Aim: Copy out every line in the items below that contains the word "Target".

Exercise inputs:
════════

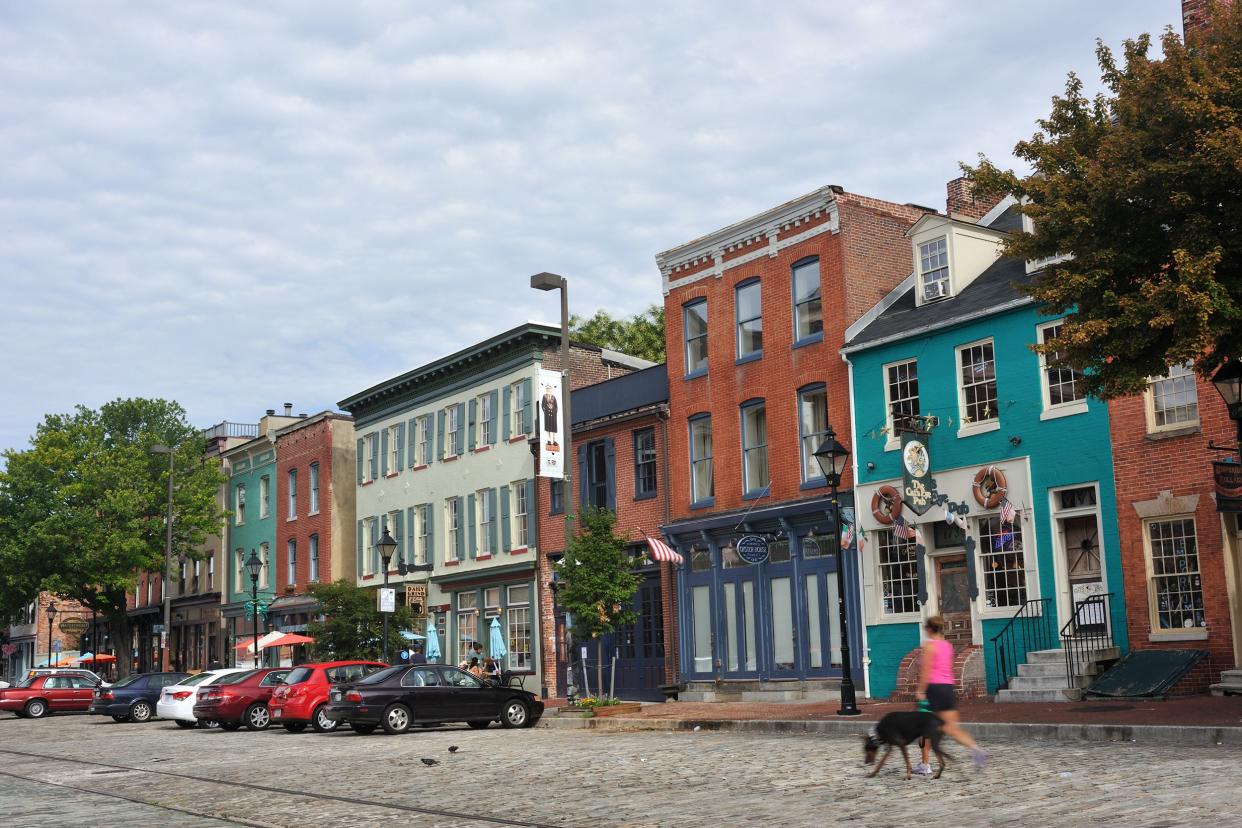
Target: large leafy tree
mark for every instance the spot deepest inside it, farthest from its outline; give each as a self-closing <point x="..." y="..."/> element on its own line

════════

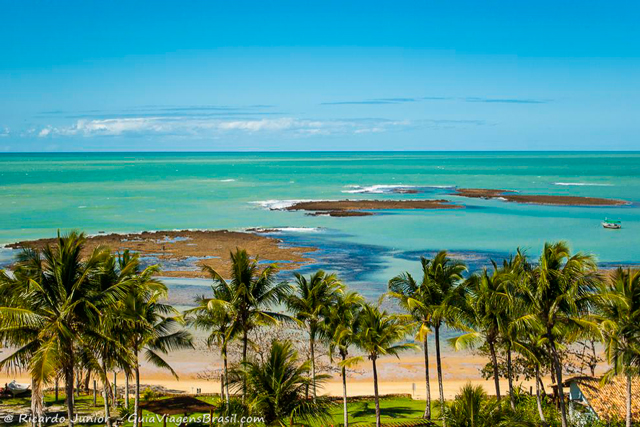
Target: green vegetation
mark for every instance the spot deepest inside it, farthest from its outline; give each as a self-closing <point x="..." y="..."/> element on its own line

════════

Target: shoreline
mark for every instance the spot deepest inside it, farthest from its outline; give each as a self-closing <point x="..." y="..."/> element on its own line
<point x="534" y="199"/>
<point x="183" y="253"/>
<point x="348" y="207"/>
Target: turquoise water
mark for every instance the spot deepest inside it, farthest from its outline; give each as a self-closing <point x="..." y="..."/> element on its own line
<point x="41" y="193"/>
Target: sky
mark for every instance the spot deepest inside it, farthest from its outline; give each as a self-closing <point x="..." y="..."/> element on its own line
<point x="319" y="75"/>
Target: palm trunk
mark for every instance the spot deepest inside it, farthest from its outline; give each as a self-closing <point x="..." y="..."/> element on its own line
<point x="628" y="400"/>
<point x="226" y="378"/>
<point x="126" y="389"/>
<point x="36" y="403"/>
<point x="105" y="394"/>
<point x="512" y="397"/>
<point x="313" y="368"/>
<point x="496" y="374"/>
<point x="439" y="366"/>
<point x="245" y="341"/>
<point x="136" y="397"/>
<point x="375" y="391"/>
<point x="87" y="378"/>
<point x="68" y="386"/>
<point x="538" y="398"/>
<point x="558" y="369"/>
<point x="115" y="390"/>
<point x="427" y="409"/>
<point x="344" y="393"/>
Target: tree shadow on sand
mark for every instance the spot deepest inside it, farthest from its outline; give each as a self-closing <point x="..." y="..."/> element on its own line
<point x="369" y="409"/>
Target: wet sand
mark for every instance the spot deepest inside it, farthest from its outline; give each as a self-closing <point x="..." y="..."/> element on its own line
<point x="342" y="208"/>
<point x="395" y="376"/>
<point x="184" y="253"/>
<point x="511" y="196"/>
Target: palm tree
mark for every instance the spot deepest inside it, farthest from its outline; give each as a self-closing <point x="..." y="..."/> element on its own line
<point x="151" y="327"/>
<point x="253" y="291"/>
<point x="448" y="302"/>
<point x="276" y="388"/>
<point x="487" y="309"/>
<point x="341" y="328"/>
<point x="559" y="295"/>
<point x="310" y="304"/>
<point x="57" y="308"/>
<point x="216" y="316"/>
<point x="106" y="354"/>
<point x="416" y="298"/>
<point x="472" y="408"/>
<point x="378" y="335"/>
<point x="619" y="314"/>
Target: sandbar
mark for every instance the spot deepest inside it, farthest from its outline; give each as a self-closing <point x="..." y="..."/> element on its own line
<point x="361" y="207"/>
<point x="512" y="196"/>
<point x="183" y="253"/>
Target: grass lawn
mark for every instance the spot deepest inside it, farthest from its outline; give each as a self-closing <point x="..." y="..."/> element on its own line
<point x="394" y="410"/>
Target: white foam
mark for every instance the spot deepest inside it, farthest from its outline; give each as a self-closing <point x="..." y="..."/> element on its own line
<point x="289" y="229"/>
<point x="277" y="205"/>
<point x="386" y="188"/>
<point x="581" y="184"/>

════════

Exercise response:
Target: large leafy tree
Target: green vegetation
Target: shoreline
Target: turquoise water
Target: sky
Target: palm trunk
Target: tree shadow on sand
Target: wet sand
Target: palm tree
Target: sandbar
Target: grass lawn
Target: white foam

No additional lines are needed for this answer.